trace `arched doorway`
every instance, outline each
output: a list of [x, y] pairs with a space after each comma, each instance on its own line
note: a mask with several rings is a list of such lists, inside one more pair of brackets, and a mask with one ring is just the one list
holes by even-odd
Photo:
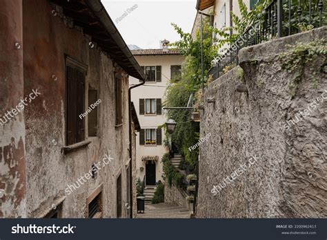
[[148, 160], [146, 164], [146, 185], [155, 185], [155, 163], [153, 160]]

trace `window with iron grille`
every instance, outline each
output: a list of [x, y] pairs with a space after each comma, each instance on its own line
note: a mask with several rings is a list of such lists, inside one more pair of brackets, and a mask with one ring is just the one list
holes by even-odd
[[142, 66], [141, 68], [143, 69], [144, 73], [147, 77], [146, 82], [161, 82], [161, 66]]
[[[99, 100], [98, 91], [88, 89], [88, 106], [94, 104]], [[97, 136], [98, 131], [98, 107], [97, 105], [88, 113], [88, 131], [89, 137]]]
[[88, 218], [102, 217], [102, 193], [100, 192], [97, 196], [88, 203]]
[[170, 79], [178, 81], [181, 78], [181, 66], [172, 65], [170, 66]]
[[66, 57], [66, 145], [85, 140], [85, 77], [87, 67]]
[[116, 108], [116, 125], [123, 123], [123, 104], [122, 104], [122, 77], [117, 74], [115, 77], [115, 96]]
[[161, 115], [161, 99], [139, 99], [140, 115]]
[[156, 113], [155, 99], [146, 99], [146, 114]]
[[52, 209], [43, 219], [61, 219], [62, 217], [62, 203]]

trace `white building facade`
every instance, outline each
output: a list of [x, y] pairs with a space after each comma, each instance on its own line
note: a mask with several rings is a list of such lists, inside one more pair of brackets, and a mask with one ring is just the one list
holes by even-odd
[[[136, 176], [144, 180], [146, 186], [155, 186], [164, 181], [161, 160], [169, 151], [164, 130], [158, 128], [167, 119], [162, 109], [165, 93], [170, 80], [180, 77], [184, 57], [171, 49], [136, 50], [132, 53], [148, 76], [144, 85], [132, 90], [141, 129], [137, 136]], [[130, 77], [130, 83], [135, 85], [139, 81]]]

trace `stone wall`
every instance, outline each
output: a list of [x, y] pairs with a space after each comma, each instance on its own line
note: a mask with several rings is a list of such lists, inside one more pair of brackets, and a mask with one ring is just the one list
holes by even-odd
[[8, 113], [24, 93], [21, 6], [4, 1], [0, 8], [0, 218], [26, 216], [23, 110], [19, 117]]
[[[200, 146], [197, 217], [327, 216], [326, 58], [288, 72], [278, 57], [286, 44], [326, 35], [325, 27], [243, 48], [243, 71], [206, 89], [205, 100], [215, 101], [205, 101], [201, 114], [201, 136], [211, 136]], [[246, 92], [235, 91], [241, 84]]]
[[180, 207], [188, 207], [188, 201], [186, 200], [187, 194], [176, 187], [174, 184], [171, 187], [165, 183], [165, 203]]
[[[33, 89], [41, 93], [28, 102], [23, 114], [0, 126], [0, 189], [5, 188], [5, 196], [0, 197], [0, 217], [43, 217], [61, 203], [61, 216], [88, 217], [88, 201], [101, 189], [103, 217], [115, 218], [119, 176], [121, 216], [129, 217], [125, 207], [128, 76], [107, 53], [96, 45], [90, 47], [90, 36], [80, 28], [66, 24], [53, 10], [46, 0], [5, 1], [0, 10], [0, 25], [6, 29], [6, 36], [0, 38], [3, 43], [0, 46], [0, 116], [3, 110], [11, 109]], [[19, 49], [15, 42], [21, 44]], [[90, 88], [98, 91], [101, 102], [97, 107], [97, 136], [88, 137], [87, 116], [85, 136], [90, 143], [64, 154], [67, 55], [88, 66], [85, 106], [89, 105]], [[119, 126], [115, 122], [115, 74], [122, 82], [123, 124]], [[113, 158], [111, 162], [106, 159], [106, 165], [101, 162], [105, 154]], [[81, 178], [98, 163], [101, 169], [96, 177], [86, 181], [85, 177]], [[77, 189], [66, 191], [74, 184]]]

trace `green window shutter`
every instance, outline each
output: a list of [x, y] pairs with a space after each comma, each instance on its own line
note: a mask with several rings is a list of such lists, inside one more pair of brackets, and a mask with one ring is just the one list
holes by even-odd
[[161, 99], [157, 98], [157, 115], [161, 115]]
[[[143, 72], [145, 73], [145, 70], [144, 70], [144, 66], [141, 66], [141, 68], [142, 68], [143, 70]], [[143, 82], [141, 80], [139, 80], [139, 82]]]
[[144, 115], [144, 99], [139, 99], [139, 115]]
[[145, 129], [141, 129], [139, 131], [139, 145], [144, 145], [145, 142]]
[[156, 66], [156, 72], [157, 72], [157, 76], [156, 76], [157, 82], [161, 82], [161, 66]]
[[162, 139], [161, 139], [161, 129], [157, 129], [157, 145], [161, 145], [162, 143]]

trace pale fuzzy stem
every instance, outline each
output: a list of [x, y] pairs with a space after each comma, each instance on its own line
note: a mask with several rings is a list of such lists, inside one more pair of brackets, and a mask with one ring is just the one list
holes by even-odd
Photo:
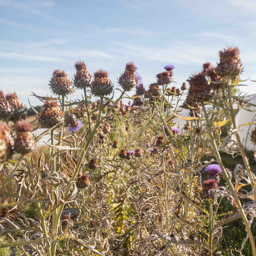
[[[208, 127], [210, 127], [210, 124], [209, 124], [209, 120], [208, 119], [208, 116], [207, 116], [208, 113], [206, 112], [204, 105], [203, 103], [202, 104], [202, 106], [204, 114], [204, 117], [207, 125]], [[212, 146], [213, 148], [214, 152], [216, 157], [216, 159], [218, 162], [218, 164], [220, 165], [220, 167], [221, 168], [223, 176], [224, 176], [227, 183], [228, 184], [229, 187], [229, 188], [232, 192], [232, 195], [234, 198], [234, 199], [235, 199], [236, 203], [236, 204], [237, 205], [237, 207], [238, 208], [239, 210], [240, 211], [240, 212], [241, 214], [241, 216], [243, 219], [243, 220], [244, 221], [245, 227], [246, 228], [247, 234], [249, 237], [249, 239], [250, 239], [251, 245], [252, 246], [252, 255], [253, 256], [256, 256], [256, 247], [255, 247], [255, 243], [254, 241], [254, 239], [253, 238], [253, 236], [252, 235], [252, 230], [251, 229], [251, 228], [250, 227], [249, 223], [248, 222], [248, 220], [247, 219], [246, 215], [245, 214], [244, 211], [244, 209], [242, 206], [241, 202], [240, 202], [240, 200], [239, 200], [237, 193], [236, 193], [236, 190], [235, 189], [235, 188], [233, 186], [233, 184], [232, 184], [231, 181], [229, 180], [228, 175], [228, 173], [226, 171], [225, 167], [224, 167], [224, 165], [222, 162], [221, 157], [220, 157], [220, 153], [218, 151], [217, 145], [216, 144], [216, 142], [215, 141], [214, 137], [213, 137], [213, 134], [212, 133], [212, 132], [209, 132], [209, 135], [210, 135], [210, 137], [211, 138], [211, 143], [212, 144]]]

◆ **What to produce**: Reproduce all of the records with every "trace" switched to "segment" and everything else left as it is. Omit the pictures from your answer.

◆ **Solution to this task**:
segment `arched doorway`
every instance, outline each
output: a list of [x, y] pairs with a space after each comma, each instance on its own line
note: a mask with several rings is a list of such lists, inside one more pair of brackets, and a mask with one ring is just the one list
holes by even-odd
Photo:
[[148, 160], [146, 164], [146, 185], [155, 185], [155, 163], [153, 160]]

segment `window with iron grille`
every instance, outline each
output: a list of [x, y] pairs with a space after each comma, each instance on its own line
note: a mask with several rings is a list of such lists, inside one more pair of brackets, and a mask with one ring is just the one list
holes by even-odd
[[142, 66], [141, 68], [143, 69], [144, 73], [147, 77], [146, 82], [161, 82], [161, 66]]
[[[99, 100], [98, 91], [88, 89], [88, 106], [94, 104]], [[97, 136], [98, 131], [98, 107], [97, 105], [88, 113], [88, 131], [89, 137]]]
[[88, 218], [102, 217], [102, 193], [100, 192], [97, 196], [88, 203]]
[[170, 79], [178, 81], [181, 78], [181, 66], [172, 65], [170, 66]]
[[66, 57], [66, 145], [85, 140], [85, 77], [87, 67]]
[[116, 108], [116, 125], [123, 123], [123, 104], [122, 104], [122, 77], [117, 74], [115, 77], [115, 96]]
[[161, 115], [161, 99], [139, 99], [140, 115]]
[[156, 113], [155, 99], [146, 99], [146, 114]]
[[52, 209], [43, 219], [61, 219], [62, 217], [62, 203]]

segment `white building facade`
every instance, outline each
output: a list of [x, y] pairs with a space after each comma, each instance on its own line
note: a mask with several rings is a list of such lists, inside one more pair of brackets, and a mask with one ring is just the one list
holes by even-odd
[[[136, 176], [144, 180], [146, 186], [155, 186], [164, 181], [161, 160], [169, 151], [164, 130], [158, 128], [167, 119], [162, 109], [165, 93], [170, 80], [180, 77], [184, 57], [171, 49], [136, 50], [132, 53], [148, 76], [144, 85], [132, 90], [141, 129], [137, 136]], [[130, 77], [130, 83], [135, 85], [139, 81]]]

segment `stone wall`
every instance, outline each
output: a list of [x, y] pairs with a space after each comma, each instance on its own line
note: a mask with several rings is a list of such lists, inside one more pair of brackets, and a mask with one ring is just the one list
holes by even-odd
[[8, 113], [24, 93], [21, 6], [4, 1], [0, 8], [0, 218], [26, 216], [23, 110], [19, 117]]
[[[200, 146], [197, 217], [327, 216], [326, 58], [288, 72], [278, 57], [286, 44], [326, 35], [325, 27], [243, 48], [243, 71], [206, 89], [205, 100], [215, 101], [205, 101], [201, 114], [201, 136], [211, 136]], [[246, 92], [235, 91], [241, 84]]]
[[180, 207], [188, 207], [188, 201], [186, 200], [187, 194], [176, 187], [174, 184], [171, 187], [165, 183], [165, 203]]
[[[33, 89], [41, 93], [28, 102], [23, 114], [0, 126], [0, 189], [5, 188], [5, 196], [0, 197], [0, 217], [43, 217], [61, 203], [61, 216], [88, 217], [88, 201], [101, 189], [103, 217], [115, 218], [119, 176], [121, 216], [129, 217], [125, 207], [128, 76], [107, 53], [96, 45], [90, 47], [90, 36], [80, 28], [66, 24], [53, 10], [46, 0], [5, 1], [0, 10], [0, 25], [6, 29], [6, 36], [0, 38], [3, 43], [0, 46], [0, 116], [3, 110], [11, 109]], [[19, 49], [15, 42], [21, 44]], [[90, 88], [98, 91], [101, 102], [97, 107], [97, 136], [88, 137], [87, 116], [85, 136], [90, 143], [64, 154], [67, 55], [88, 66], [85, 106], [89, 105]], [[119, 126], [115, 122], [115, 74], [122, 82], [123, 124]], [[113, 158], [111, 162], [106, 159], [106, 165], [101, 162], [105, 154]], [[81, 178], [98, 163], [101, 169], [96, 177], [86, 181], [85, 177]], [[77, 189], [66, 191], [74, 184]]]

segment `green window shutter`
every instance, outline each
output: a list of [x, y] pairs with a space after each comma, each instance on its own line
note: a mask with several rings is a list of such lists, inside one more pair of brackets, and a mask with one ring is just the one list
holes by even-odd
[[161, 99], [157, 98], [157, 115], [161, 115]]
[[[143, 72], [145, 73], [145, 70], [144, 70], [144, 66], [141, 66], [141, 68], [142, 68], [143, 70]], [[143, 82], [141, 80], [139, 80], [139, 82]]]
[[144, 115], [144, 99], [139, 99], [139, 115]]
[[145, 129], [141, 129], [139, 131], [139, 145], [144, 145], [145, 142]]
[[156, 66], [156, 72], [157, 72], [157, 76], [156, 76], [157, 82], [161, 82], [161, 66]]
[[162, 139], [161, 139], [161, 129], [157, 129], [157, 145], [161, 145], [162, 143]]

segment pale fuzzy stem
every instance, outline each
output: a list of [x, y] pairs with a space after each comma, each instance on its own line
note: a mask with several rings is a list of such lists, inside one more pair of brackets, and a mask with one ring is just the one list
holes by even-odd
Photo:
[[[208, 127], [210, 127], [210, 124], [209, 124], [209, 120], [208, 119], [208, 116], [207, 116], [208, 113], [206, 112], [204, 105], [203, 103], [202, 104], [202, 106], [204, 114], [204, 117], [207, 125]], [[212, 146], [213, 148], [214, 152], [216, 157], [216, 159], [218, 162], [218, 164], [220, 165], [220, 167], [221, 168], [223, 176], [224, 176], [227, 183], [228, 184], [229, 187], [229, 188], [232, 192], [232, 195], [234, 198], [234, 199], [235, 199], [236, 203], [236, 204], [237, 205], [237, 207], [238, 208], [239, 210], [240, 211], [240, 212], [241, 214], [241, 216], [243, 219], [243, 220], [244, 221], [245, 227], [246, 228], [247, 234], [249, 237], [249, 239], [250, 239], [251, 245], [252, 246], [252, 255], [253, 256], [256, 256], [256, 247], [255, 247], [255, 243], [254, 241], [254, 239], [253, 238], [253, 236], [252, 235], [252, 230], [251, 229], [251, 228], [250, 227], [249, 223], [248, 222], [248, 220], [247, 219], [246, 215], [245, 214], [244, 211], [244, 209], [242, 206], [241, 202], [240, 202], [240, 200], [239, 200], [237, 193], [236, 193], [236, 190], [235, 189], [235, 188], [233, 186], [233, 184], [232, 184], [231, 181], [229, 180], [228, 175], [228, 173], [226, 171], [225, 167], [224, 167], [224, 165], [222, 162], [221, 157], [220, 157], [220, 153], [218, 151], [217, 145], [216, 144], [216, 142], [215, 141], [214, 137], [213, 137], [213, 134], [212, 133], [212, 132], [209, 132], [209, 135], [210, 135], [210, 137], [211, 138], [211, 143], [212, 144]]]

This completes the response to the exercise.